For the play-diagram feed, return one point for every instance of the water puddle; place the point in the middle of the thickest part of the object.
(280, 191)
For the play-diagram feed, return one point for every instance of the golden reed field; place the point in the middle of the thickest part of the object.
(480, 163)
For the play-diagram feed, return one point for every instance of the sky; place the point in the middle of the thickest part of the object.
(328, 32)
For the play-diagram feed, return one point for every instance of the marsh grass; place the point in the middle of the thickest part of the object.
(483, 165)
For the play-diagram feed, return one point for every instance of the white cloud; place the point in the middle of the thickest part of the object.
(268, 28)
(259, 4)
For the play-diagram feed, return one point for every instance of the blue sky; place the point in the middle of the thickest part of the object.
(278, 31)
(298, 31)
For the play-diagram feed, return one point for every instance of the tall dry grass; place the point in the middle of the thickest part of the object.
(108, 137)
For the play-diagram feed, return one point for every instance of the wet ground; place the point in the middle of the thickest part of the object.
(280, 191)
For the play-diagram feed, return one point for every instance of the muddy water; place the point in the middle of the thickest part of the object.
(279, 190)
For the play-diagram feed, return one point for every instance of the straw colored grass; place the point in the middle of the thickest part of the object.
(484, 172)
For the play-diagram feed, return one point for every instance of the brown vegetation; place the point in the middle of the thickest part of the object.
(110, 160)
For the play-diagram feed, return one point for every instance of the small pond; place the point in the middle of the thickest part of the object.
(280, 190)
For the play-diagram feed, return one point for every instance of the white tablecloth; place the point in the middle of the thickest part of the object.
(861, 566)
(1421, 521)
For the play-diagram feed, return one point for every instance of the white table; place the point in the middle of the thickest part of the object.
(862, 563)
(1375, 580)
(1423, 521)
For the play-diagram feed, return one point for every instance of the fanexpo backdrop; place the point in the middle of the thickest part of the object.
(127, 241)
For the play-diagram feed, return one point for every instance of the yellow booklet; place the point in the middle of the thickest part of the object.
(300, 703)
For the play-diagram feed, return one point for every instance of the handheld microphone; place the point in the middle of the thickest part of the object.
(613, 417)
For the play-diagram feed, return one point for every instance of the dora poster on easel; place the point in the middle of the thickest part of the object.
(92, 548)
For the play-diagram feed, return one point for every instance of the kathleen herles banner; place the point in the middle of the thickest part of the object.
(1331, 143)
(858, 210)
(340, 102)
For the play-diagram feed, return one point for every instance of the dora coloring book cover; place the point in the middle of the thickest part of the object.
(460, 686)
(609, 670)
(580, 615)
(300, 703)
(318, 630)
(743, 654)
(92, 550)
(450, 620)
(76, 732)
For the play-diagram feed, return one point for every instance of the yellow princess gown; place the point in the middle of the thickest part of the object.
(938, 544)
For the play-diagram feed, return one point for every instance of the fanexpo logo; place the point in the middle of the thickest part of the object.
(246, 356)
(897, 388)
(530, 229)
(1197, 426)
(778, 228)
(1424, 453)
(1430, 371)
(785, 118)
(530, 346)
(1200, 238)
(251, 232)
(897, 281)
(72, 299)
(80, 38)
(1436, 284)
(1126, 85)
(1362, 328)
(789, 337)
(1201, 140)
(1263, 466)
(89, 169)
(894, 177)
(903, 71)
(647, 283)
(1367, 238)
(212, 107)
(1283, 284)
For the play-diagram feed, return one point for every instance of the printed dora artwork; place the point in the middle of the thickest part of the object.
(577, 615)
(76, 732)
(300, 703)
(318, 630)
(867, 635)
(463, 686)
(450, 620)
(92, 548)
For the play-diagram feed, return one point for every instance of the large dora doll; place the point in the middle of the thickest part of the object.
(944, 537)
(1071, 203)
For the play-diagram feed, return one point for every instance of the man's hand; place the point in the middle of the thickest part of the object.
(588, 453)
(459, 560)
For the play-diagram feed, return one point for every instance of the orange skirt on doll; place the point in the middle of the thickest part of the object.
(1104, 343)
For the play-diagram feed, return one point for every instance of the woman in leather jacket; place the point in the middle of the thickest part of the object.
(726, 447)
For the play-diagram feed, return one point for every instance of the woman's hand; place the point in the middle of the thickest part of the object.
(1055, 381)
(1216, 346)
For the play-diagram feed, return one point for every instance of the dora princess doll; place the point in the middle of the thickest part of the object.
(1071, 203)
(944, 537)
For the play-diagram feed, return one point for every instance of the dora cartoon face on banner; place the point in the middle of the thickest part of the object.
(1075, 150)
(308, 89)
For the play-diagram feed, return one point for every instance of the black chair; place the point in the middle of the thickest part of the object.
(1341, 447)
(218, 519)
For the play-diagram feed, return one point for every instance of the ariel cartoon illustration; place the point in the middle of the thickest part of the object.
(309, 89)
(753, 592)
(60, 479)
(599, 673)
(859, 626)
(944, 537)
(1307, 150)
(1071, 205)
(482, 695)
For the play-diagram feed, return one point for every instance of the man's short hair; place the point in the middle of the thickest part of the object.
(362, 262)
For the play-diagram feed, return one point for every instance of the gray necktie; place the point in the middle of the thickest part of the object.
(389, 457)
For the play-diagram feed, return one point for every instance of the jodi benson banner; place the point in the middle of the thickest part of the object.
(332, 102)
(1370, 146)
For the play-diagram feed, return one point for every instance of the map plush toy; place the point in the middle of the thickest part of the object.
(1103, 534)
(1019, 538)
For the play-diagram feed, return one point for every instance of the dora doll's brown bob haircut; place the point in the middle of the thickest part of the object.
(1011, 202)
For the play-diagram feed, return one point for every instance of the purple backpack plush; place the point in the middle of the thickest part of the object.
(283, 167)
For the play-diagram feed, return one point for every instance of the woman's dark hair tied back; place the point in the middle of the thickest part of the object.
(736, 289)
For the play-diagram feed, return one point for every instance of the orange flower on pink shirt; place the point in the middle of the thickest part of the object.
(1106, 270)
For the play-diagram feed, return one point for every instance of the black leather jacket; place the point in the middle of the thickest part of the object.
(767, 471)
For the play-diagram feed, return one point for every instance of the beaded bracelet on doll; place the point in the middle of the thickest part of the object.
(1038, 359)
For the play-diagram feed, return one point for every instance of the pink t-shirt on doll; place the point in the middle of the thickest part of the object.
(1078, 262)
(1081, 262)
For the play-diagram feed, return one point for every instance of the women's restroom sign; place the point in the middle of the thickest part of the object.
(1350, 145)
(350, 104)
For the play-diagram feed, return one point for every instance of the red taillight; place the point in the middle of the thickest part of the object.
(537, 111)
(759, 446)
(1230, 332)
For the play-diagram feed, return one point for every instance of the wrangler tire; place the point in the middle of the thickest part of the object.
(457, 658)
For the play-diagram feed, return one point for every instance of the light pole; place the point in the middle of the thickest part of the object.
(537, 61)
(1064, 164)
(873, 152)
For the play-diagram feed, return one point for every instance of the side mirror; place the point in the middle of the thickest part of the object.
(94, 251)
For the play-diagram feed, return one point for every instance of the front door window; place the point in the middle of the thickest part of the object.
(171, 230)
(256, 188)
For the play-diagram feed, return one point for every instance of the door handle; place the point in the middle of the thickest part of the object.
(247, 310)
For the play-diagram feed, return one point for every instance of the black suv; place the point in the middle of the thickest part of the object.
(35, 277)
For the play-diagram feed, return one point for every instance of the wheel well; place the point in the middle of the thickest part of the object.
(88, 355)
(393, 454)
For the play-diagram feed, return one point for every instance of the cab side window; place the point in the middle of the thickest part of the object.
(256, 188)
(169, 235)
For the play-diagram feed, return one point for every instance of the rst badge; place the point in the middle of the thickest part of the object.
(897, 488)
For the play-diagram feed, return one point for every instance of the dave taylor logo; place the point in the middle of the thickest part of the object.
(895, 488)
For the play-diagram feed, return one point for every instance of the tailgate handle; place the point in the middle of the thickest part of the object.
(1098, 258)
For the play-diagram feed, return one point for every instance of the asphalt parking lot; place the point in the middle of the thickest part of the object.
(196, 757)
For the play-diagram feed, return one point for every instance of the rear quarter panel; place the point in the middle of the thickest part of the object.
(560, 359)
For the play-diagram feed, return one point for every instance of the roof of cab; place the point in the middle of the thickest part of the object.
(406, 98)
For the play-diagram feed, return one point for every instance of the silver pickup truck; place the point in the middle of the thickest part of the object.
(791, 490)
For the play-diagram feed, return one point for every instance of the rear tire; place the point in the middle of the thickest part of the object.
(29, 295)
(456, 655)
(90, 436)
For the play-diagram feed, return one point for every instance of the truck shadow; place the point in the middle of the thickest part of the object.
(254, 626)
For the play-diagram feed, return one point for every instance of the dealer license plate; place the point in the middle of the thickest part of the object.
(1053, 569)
□ □ □ □
» What the task requires:
Output the records above without any change, starting with the line that contains "the dora doll's" and going on through the line that contains "(1038, 359)", with both of those lines included.

» Exercise output:
For the play-diagram feed, return one point for every instance of the dora doll's brown bob haircut; place the point in the middle of the thickest part of the object.
(1011, 202)
For the play-diagram feed, return one point for every instance of the purple backpack plush; place the point in the middle of the thickest part of the object.
(283, 167)
For the play-diagram feed, return one point for every instance of the woman's dark hair tied back; place the point in the middle of the thickest part of the object.
(736, 289)
For the play-diagram feed, return one point for every instance of the orange flower on pink shirt; place the point in the middle of the thickest part of the object.
(1106, 270)
For the play-diagram feed, return one point for every instance of the black leather jacket; place the point in the middle of the thickest part of the object.
(767, 471)
For the play-diagram feed, return one point for every instance of the beaded bracelet on doll; place the point in the middle of the thickest part of the object.
(1038, 359)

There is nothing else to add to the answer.